What you need to do — Present the material from the line containing "Task: identify the textured" down through the line containing "Task: identify the rock", both included, as a Markdown table with the columns Row and Line. Number each line in order and omit any blank lines.

=== Material supplied ===

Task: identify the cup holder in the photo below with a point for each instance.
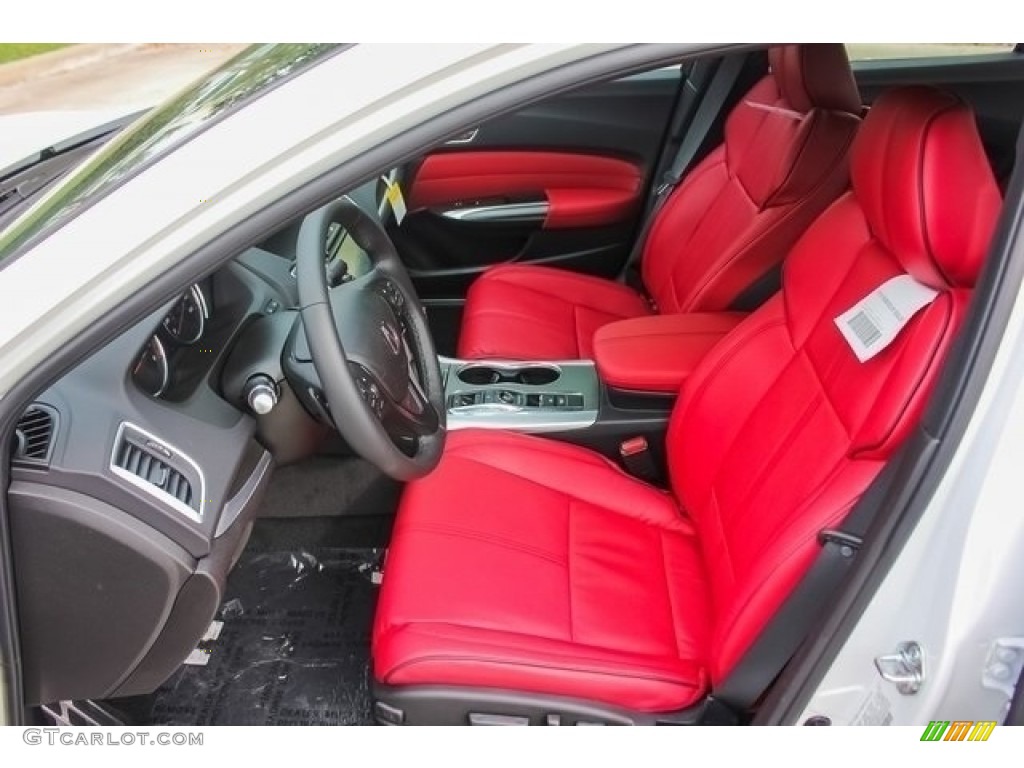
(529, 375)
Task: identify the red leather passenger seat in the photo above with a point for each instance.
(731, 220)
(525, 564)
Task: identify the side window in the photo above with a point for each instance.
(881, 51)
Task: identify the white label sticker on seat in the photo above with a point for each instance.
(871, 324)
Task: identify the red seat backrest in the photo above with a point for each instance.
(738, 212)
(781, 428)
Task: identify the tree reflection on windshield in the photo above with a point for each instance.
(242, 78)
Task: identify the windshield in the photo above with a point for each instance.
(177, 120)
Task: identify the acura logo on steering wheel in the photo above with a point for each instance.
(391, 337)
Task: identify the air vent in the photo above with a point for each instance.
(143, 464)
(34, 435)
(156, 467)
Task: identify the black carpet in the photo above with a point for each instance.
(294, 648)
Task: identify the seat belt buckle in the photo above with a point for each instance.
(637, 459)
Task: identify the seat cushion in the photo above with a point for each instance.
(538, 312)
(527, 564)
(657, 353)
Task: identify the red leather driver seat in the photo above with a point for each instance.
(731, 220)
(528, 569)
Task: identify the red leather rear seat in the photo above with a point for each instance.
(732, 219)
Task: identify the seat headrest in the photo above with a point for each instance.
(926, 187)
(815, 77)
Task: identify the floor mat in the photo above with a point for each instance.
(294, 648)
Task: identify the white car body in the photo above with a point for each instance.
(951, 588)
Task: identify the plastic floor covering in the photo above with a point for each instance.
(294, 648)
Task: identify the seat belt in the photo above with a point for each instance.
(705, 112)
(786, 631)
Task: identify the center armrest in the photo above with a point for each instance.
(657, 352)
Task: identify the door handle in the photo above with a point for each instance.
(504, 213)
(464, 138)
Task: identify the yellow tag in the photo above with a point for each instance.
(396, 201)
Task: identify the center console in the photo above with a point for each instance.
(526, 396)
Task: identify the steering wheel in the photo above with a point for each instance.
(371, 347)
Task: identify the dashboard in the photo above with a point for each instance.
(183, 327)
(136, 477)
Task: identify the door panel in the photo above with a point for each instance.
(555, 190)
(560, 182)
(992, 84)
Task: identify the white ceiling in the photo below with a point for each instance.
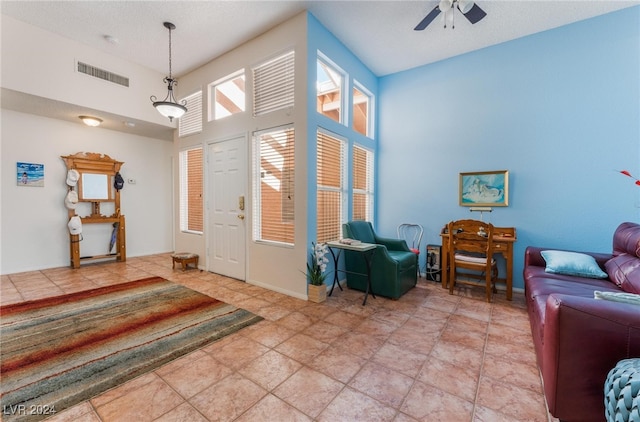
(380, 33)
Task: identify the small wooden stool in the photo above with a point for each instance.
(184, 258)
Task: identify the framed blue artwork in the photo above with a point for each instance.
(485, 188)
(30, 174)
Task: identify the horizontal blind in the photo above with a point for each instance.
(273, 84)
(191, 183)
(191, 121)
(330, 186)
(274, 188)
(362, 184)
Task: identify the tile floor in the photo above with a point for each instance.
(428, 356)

===
=== Material supplied ===

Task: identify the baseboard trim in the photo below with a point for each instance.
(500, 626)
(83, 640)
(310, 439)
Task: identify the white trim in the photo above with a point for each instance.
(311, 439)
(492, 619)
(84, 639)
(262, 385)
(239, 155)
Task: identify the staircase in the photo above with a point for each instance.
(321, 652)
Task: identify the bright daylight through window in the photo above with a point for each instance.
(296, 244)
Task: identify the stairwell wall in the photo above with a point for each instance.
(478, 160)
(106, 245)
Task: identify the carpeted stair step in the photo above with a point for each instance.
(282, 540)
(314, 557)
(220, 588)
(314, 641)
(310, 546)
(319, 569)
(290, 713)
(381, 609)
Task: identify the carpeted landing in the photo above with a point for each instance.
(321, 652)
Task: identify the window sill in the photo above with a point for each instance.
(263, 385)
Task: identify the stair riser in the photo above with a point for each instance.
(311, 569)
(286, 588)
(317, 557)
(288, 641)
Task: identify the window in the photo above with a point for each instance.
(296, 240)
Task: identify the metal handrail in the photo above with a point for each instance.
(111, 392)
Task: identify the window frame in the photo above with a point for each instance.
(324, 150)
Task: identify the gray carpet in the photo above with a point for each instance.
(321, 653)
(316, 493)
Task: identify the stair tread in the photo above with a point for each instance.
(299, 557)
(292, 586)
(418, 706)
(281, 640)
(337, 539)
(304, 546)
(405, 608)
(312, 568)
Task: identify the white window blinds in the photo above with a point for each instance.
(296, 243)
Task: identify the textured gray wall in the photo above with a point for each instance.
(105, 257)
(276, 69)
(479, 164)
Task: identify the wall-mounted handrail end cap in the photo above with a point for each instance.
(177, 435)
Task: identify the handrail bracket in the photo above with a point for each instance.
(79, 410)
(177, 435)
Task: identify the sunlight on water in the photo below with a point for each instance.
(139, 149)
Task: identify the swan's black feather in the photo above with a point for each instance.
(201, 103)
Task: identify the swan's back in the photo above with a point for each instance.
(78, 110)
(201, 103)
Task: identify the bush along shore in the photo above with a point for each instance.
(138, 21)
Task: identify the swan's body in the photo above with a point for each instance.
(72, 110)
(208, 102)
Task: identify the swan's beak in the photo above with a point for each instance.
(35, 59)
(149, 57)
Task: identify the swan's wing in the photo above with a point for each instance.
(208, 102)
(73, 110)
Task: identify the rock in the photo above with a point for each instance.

===

Task solution —
| Row | Line |
|---|---|
| 1 | Task: identify the textured gray wall in the photo above with a point for each instance. |
| 2 | (105, 257) |
| 3 | (276, 69) |
| 4 | (479, 164) |
| 5 | Task: identify the wall-mounted handrail end cap in the photo above with a point for each instance. |
| 6 | (177, 435) |
| 7 | Task: identify the handrail bracket in the photo above with a point for each instance. |
| 8 | (79, 410) |
| 9 | (177, 435) |
| 10 | Task: identify the sunlight on water in the photo below with a point for each instance. |
| 11 | (139, 149) |
| 12 | Task: identify the swan's black feather in the photo above with a point for each instance. |
| 13 | (201, 103) |
| 14 | Task: identify the swan's back in the photo above with a point for each instance. |
| 15 | (78, 110) |
| 16 | (201, 103) |
| 17 | Task: identify the bush along shore in the photo above with a point for each instance. |
| 18 | (138, 21) |
| 19 | Task: identify the swan's body in the photo above with a point for each instance. |
| 20 | (72, 110) |
| 21 | (208, 102) |
| 22 | Task: identify the swan's beak in the photo above with a point for each instance. |
| 23 | (35, 59) |
| 24 | (149, 57) |
| 25 | Task: identify the swan's wing in the photo above with a point for each instance. |
| 26 | (208, 102) |
| 27 | (73, 110) |
| 28 | Task: identify the rock in the photo above with a point for each instance. |